> _BRANO DI TESTO_
╔══

Interessante che spesso e volentieri il film prenda i tratti del musical, o sarebbe meglio dire dell'operetta, restando in territori più congeniali al Bagaglino; tuttavia queste parentesi sono tra le cose meglio riuscite del film, si veda il ballo dei nasoni che nottetempo sveglia i poveri romani reduci dell'incendio che li ha ridotti ad abbaraccati (chiaro il riferimento ai perenni terremotati italiani) o il finalone alla Jesus Christ Superstar tutto dedicato a Nerone imperatore. Ad una simile operazione non poteva mancare naturalmente Bombolo, sebbene qui sia molto imbrigliato. Fa una fugace comparsata un giovane Massimo Dapporto, c'è Giancarlo Magalli in salsa partenopea e Gianfranco D'Angelo ha un ruolo piuttosto corposo come "Ministro degli Interni" Tigellino. Per alcuni aspetti stupisce abbastanza come alcune situazioni siano persino "attuali", a 40 anni di distanza, segno che certi tratti caratteristici dell'italianità sono destinati a perdurare per sempre, immanenti.

╚══

(Descrizioni delle zone in linguaggio naturale)
╔══

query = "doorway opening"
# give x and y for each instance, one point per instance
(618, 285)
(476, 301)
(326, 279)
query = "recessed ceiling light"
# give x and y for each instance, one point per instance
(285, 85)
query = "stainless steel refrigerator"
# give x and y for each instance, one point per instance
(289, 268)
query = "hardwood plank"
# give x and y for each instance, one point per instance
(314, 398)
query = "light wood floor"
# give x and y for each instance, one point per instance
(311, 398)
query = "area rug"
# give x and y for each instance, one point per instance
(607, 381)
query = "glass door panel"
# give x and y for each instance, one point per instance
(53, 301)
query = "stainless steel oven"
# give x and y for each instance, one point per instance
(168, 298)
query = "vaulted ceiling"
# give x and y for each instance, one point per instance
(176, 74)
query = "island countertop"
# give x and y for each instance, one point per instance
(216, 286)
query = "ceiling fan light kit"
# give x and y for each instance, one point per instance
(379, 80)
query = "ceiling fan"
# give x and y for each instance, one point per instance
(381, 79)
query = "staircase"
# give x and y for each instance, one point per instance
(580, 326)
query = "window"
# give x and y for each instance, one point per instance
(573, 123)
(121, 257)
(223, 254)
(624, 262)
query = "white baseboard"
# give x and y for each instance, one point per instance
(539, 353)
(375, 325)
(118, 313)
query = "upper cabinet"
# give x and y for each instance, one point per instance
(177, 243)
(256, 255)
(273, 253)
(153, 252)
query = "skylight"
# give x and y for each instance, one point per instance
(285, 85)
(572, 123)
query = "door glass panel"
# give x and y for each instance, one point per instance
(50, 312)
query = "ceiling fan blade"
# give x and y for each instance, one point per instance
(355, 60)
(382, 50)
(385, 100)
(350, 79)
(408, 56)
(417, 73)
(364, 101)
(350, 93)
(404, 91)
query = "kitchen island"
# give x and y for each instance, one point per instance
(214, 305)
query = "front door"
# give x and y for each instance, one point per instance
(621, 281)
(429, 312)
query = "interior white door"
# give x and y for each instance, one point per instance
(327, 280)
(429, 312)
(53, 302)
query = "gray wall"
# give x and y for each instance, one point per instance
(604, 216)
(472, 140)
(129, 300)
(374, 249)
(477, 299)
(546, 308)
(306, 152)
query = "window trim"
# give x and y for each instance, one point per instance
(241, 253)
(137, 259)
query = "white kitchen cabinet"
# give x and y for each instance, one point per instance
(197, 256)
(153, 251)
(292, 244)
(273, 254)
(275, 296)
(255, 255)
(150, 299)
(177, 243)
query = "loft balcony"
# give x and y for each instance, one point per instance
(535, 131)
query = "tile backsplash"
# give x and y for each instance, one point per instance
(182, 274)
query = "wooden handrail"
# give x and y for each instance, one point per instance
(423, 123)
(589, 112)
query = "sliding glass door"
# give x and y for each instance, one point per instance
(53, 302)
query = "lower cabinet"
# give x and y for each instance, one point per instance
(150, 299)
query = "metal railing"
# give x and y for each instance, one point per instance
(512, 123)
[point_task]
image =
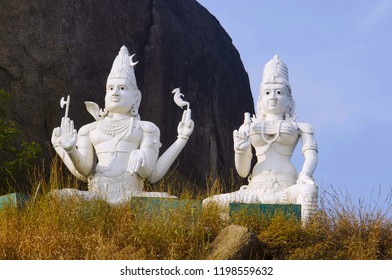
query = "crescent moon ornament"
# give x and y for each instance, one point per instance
(178, 99)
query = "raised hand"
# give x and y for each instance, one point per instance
(137, 159)
(241, 139)
(186, 125)
(65, 136)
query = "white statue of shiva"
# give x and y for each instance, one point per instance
(117, 151)
(274, 135)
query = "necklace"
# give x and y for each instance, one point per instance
(276, 133)
(113, 127)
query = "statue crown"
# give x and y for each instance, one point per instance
(123, 67)
(276, 71)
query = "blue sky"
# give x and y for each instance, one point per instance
(339, 55)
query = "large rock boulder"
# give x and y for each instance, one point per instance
(50, 49)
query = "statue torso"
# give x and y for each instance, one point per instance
(113, 142)
(274, 142)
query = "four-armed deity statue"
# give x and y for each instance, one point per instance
(117, 151)
(274, 134)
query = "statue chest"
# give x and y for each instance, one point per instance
(120, 140)
(282, 135)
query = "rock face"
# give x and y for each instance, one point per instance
(235, 243)
(50, 49)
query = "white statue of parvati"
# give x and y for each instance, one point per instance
(118, 150)
(274, 134)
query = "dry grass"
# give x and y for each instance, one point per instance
(49, 228)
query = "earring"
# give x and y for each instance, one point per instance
(133, 111)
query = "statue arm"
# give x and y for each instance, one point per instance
(185, 129)
(75, 149)
(242, 151)
(82, 155)
(309, 150)
(166, 160)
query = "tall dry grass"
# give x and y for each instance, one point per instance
(50, 228)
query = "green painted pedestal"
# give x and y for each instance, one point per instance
(267, 210)
(158, 204)
(13, 199)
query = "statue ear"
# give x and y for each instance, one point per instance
(135, 107)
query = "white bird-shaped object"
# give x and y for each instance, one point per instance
(178, 100)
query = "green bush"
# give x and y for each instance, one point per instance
(18, 156)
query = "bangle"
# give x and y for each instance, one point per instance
(183, 137)
(71, 151)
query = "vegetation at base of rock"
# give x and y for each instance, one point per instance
(50, 228)
(18, 156)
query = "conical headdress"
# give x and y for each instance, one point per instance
(123, 67)
(276, 71)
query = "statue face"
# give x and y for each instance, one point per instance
(120, 96)
(275, 98)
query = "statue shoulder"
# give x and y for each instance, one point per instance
(305, 128)
(84, 130)
(148, 127)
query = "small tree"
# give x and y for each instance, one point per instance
(17, 156)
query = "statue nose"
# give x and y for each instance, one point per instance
(273, 96)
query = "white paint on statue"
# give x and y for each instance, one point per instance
(274, 134)
(118, 151)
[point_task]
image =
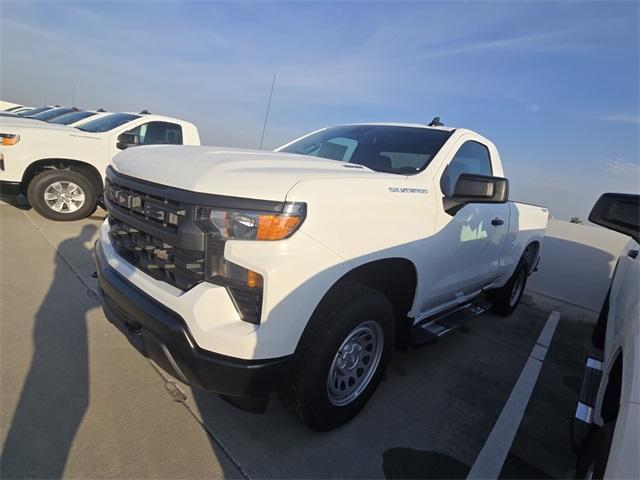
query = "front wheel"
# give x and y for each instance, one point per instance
(341, 357)
(62, 195)
(505, 300)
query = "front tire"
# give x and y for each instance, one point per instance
(62, 195)
(505, 300)
(341, 357)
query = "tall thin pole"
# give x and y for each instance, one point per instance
(266, 115)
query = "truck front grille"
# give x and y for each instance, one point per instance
(181, 268)
(155, 233)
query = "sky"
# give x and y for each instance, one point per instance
(555, 85)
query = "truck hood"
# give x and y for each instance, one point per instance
(231, 171)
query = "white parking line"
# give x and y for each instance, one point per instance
(489, 462)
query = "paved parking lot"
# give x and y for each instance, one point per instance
(78, 401)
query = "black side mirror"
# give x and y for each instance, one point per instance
(472, 188)
(127, 140)
(619, 212)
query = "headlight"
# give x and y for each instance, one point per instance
(9, 139)
(244, 286)
(227, 224)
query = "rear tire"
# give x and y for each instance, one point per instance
(62, 195)
(505, 300)
(341, 357)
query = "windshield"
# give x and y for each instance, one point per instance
(69, 118)
(34, 111)
(104, 124)
(53, 113)
(393, 149)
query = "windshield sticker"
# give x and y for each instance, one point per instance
(407, 190)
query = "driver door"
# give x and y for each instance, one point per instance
(468, 245)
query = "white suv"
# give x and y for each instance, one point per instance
(61, 169)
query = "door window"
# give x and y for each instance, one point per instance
(472, 157)
(158, 133)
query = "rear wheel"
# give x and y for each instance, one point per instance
(62, 195)
(341, 356)
(506, 299)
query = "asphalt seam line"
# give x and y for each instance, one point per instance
(90, 291)
(491, 458)
(184, 401)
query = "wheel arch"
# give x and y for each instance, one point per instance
(531, 254)
(79, 166)
(397, 279)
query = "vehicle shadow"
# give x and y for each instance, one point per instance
(55, 394)
(573, 272)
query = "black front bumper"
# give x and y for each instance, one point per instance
(162, 335)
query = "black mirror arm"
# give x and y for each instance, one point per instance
(451, 205)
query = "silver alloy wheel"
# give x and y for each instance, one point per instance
(355, 363)
(64, 197)
(518, 285)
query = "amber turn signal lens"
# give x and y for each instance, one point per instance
(254, 279)
(276, 227)
(9, 139)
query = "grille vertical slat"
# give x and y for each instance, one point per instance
(182, 268)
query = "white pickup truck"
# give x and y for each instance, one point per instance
(246, 271)
(61, 168)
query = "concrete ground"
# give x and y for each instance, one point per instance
(78, 401)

╚══

> _ISTRUZIONI ESERCIZIO_
• 1. Traduci in inglese questa frase del brano sul film con Nerone: «Ad una simile operazione non poteva mancare naturalmente Bombolo, sebbene qui sia molto imbrigliato.»
• 2. Riscrivi come elenco puntato il paragrafo del brano sul film con Nerone che comincia con «Interessante che spesso e volentieri», tenendo i fatti principali.
• 3. Secondo il brano sul film con Nerone, perché alcune situazioni del film risultano ancora «attuali» dopo 40 anni?

> _SOLUZIONI_
• 1. Naturally, Bombolo could not be missing from an undertaking like this, although here he is held very much in check.

• 2.
- Il film prende spesso i tratti del musical, o meglio dell'operetta, restando vicino allo stile del Bagaglino.
- Queste parti sono tra le meglio riuscite del film. Un esempio è il ballo dei nasoni, che di notte sveglia i romani rimasti nelle baracche dopo l'incendio, con un chiaro riferimento ai terremotati italiani. Un altro è il gran finale alla Jesus Christ Superstar dedicato a Nerone imperatore.
- C'è Bombolo, anche se molto trattenuto.
- Un giovane Massimo Dapporto fa una breve comparsa.
- Giancarlo Magalli recita in versione napoletana.
- Gianfranco D'Angelo ha una parte piuttosto ampia come Tigellino, «Ministro degli Interni».
- A 40 anni di distanza, alcune situazioni sembrano ancora attuali. Secondo il brano, questo è segno che certi tratti tipici dell'italianità sono destinati a durare per sempre.

• 3. Perché, secondo il brano, certi tratti caratteristici dell'italianità sono destinati a durare per sempre. Per questo alcune situazioni del film sembrano ancora di oggi, anche a 40 anni di distanza.